## Prompt
Could you please retype the records exactly, minus their pictures?

[Dataset entries]
------------------------
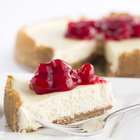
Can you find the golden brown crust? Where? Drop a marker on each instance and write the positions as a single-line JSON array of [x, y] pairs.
[[28, 53], [12, 103], [129, 65], [83, 116]]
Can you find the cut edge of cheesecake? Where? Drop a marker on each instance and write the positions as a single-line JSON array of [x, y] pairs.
[[12, 103], [28, 54]]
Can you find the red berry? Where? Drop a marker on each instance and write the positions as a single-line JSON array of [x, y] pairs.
[[136, 29], [81, 30], [86, 73], [59, 76]]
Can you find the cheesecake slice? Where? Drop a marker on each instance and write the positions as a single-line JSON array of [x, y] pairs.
[[28, 97], [113, 40]]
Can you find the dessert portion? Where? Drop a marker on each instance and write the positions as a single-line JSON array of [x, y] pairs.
[[114, 40], [56, 93]]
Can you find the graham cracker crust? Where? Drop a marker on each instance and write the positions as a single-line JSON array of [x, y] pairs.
[[83, 116], [12, 103], [28, 54]]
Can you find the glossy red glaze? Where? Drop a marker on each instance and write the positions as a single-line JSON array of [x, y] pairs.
[[59, 76]]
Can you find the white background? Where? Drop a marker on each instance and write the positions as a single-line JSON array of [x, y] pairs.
[[17, 13]]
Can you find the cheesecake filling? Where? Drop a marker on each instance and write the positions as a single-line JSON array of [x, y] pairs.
[[58, 105]]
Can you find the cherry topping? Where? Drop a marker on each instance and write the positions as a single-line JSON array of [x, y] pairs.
[[86, 73], [59, 76], [137, 30]]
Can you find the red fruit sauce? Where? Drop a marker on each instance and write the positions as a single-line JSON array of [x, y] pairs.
[[111, 28], [59, 76]]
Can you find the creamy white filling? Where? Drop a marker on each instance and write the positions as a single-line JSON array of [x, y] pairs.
[[51, 34], [57, 105], [114, 49]]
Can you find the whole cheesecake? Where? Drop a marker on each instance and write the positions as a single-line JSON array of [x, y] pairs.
[[113, 40], [55, 93]]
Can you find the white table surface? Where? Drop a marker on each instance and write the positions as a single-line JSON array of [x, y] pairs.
[[17, 13]]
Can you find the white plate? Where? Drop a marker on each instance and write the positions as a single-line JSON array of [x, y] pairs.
[[126, 92]]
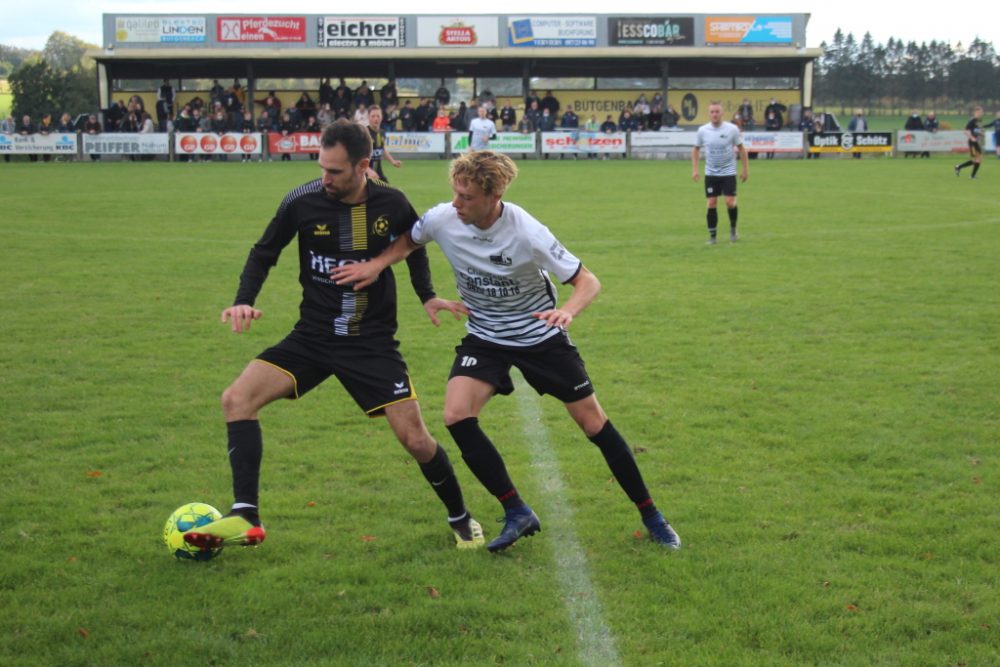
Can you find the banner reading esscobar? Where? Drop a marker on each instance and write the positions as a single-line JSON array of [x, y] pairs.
[[231, 143], [125, 143], [38, 144]]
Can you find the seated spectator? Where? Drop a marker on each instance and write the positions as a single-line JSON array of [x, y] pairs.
[[441, 123]]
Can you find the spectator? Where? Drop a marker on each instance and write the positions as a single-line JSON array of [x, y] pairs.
[[388, 95], [857, 124], [26, 128], [670, 117], [166, 95], [779, 110], [550, 102], [914, 124], [93, 128], [442, 96], [407, 118], [442, 123], [508, 117], [745, 113], [570, 120]]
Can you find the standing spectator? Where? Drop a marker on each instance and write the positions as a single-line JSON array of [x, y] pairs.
[[550, 102], [93, 128], [508, 117], [779, 110], [913, 124], [857, 124], [481, 131], [569, 121], [26, 128], [670, 117], [407, 119], [746, 114]]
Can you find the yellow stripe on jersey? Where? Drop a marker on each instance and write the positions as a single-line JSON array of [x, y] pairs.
[[359, 227]]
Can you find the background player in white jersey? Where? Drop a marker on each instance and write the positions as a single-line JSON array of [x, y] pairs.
[[481, 130], [721, 141], [501, 257]]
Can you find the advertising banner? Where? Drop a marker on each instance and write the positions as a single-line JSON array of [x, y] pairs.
[[850, 142], [401, 143], [505, 142], [583, 142], [670, 140], [127, 143], [259, 29], [231, 143], [360, 32], [458, 31], [946, 141], [552, 31], [299, 142], [38, 144], [160, 29], [773, 142], [748, 30], [650, 31]]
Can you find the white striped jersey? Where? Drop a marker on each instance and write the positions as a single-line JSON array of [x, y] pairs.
[[501, 272], [717, 144]]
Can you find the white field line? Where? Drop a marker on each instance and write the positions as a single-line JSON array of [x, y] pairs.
[[595, 643]]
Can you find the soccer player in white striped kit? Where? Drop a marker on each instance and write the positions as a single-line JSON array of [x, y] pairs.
[[502, 258], [721, 141]]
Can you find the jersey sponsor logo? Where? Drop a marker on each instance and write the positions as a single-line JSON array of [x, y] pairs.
[[381, 226]]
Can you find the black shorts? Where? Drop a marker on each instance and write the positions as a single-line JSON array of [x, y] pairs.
[[372, 370], [720, 185], [551, 367]]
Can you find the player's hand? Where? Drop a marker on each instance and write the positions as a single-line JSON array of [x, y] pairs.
[[554, 318], [241, 316], [436, 305], [361, 274]]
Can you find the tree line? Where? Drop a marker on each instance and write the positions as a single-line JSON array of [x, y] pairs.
[[899, 77]]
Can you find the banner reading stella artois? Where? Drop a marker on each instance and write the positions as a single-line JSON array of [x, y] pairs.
[[231, 143]]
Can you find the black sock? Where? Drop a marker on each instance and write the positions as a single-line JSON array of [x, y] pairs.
[[485, 461], [246, 446], [441, 475], [623, 466], [713, 221]]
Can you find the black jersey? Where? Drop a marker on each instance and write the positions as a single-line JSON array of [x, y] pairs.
[[974, 129], [331, 234]]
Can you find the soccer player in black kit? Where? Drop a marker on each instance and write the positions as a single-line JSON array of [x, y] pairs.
[[974, 133], [339, 219]]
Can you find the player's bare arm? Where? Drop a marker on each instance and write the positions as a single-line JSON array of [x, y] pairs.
[[241, 315], [586, 287], [363, 274]]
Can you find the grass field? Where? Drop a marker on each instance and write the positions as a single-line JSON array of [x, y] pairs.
[[815, 408]]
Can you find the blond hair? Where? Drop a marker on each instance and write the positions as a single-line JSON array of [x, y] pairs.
[[493, 172]]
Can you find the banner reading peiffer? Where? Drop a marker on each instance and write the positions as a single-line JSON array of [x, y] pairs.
[[748, 30], [257, 29]]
------------------------
## Your solution
Can you find the golden brown crust? Where? Drop a marker on each instance and write the positions as a single-line JSON array of [x, y] pairs.
[[28, 53], [12, 103], [129, 65], [83, 116]]
Can you find the cut edge of cheesecake? Where? Drop a marker on each instance and write the positions as a single-line JSON array of [x, y] pairs.
[[12, 103], [28, 54]]
Can you find the red berry? Where? Drop a marker on each instance and write the positions as a single-line JSON array of [x, y] pairs.
[[136, 29], [81, 30], [86, 73], [59, 76]]
Can you find the cheesecake slice? Where? Drop a marker on each instance and write the positions as a single-line JSON array of [x, y] pairs.
[[28, 97], [113, 40]]
Can you find the dessert portion? Where? Drop a marker on each instance and write the positions as a single-line JSON array of [x, y] pairs.
[[114, 40], [56, 93]]
Can you find the graham cracker crust? Where? Drop a marker on each instance and write the positions as a single-line JSON array of [x, y] pairs.
[[83, 116], [12, 103], [28, 54]]
Can you find the glossy red glaze? Where? Drop a marker on each instance and write the positions as a single-line JSON array of [x, y] pairs.
[[59, 76]]
Can you find the white background? Where? Drop a marker on each instance and write the positions as a single-line JSON array of [x, y] pairs.
[[17, 13]]
Can you find the cheesecake filling? Where? Drop a marker on each instance and write the positions as a single-line JSON array of [x, y] pairs.
[[58, 105]]
Can you find the cherry topping? Where? Drop a marker on each instance and write the positions as a single-line JSON array of [x, y] pairs.
[[86, 73], [59, 76], [137, 30]]
Can you find the red fruit sauce? Where? Drop a marker on each instance and write the positions as a single-line JSON array of [x, y] pairs.
[[111, 28], [59, 76]]
Can you find the creamy white filling? Where? Drop a marker on each instance and write the positions as a single-line JSON array of [x, y] pairs.
[[51, 34], [57, 105], [114, 49]]
Can you find the whole cheesecake? Where? Drop a marker on each instance and write the positions as a single-line JSON array of [x, y] pairs.
[[113, 40], [55, 93]]
Can you find the white table surface? Where? Drop a marker on each instance and write the positions as a single-line JSON array of [x, y] pairs.
[[17, 13]]
Can you find the white plate? Where? Drop a marker on each instance and write the positions as a single-line JSON array of [x, y] pairs.
[[126, 92]]
Can you find the banner reading esscobar? Where? Drop a marker on each instance and write the positions as a single-line JSON array of [x, y] pairs.
[[231, 143], [125, 143], [38, 144]]
Can you find the seated spectator? Where? Drop a marker on each instance and write the positions as a single-line JSON array of [x, y] pairs.
[[441, 123]]
Can you find the spectator? Where? Drop a marker on each instance and write the positions as a single-line JSON array of [x, y] pairs.
[[388, 95], [857, 124], [26, 128], [670, 117], [166, 95], [779, 110], [550, 102], [914, 124], [93, 128], [442, 96], [407, 118], [442, 123], [508, 117], [745, 113], [570, 120]]
Can you find the standing spectator? Where? Drop a marker on each instance and write the positions as a single-line JSON array of [x, y] pairs.
[[550, 102], [93, 128], [508, 117], [779, 110], [913, 124], [857, 124], [481, 131], [569, 121], [26, 128], [670, 117], [407, 119], [746, 114]]
Can you find the yellow stripe on jersey? Where? Drop a marker on each instance and write the positions as a single-line JSON array of [x, y] pairs.
[[359, 227]]
Can you find the background player in white jersey? Where? Drop a marker on each instance and write the positions as a single-line JSON array of [x, y] pairs.
[[481, 130], [721, 141], [501, 257]]
Can you find the advertising banner? Where? Drop a marker on each instance and write the positions as a single-line JSON array of [x, y] pairs.
[[850, 142], [401, 143], [505, 142], [583, 142], [670, 140], [127, 143], [259, 29], [231, 143], [360, 32], [458, 31], [946, 141], [552, 31], [299, 142], [38, 144], [160, 29], [773, 142], [748, 30], [650, 31]]
Can you find the white striped jersey? Where? Drop a marker on each instance and write the positions as a single-line JSON array of [x, y] pairs.
[[501, 272], [717, 144]]
Can you find the white field line? Where? Drop a marker on each instance and write the positions as a single-line JSON array of [x, y] pairs.
[[595, 643]]
Can you find the soccer player in white striped kit? Where? Drop a marker on each instance and write the positions as a single-line JSON array of [x, y] pairs.
[[502, 258], [721, 141]]
Can you find the jersey sponsor logo? Where? Drop a marker on each instance and write the positions as a single-line JSON array of [x, y] pairs.
[[381, 226]]
Can you find the black shorts? Where? Drop a marker on each instance and write the positions as a single-line JSON array of [x, y] pairs.
[[372, 370], [720, 185], [551, 367]]
Can you find the player's hand? Where? Drop a marker on each instance and write the positions as a single-line JSON array of [x, y] pairs.
[[554, 318], [241, 316], [436, 305], [361, 274]]
Can you find the tree line? Where? Drop a marker on each instance and write the positions as a single-line JSON array of [x, y] pairs.
[[899, 77]]
Can you find the banner reading stella artois? Where? Drop a marker on each instance and write the positions as a single-line JSON array of [x, y] pairs.
[[231, 143]]
Can you find the black sock? Where? Drop a marker on each instance and write the positions as a single-line JSON array of [x, y] pairs.
[[485, 461], [246, 446], [441, 475], [623, 466], [713, 221]]
Can you find the black jersey? Where? Drop a marker on each instance and write the positions as a single-line JSON array of [x, y] pairs.
[[974, 129], [331, 234]]
Can you find the soccer player in black kit? Where? Drop a marker on each instance and write the positions as a single-line JSON array of [x, y] pairs.
[[974, 133], [339, 219]]
Can you find the player's bare arm? Where? Drop a marker on each instance and write the positions as a single-line JSON array of [x, y] pairs.
[[241, 315], [586, 287], [363, 274]]
Can you find the grass field? Where? Drop a marker on each instance and write the positions as a single-line JSON array of [x, y] pairs.
[[815, 408]]
Can you find the blond hair? Where? Drop a marker on each instance and write the positions as a single-line JSON array of [x, y] pairs.
[[493, 172]]
Can you find the banner reading peiffer? Where? Drop a marker on each instance and write the positions as a single-line JSON array of [x, y] pairs.
[[748, 30], [257, 29]]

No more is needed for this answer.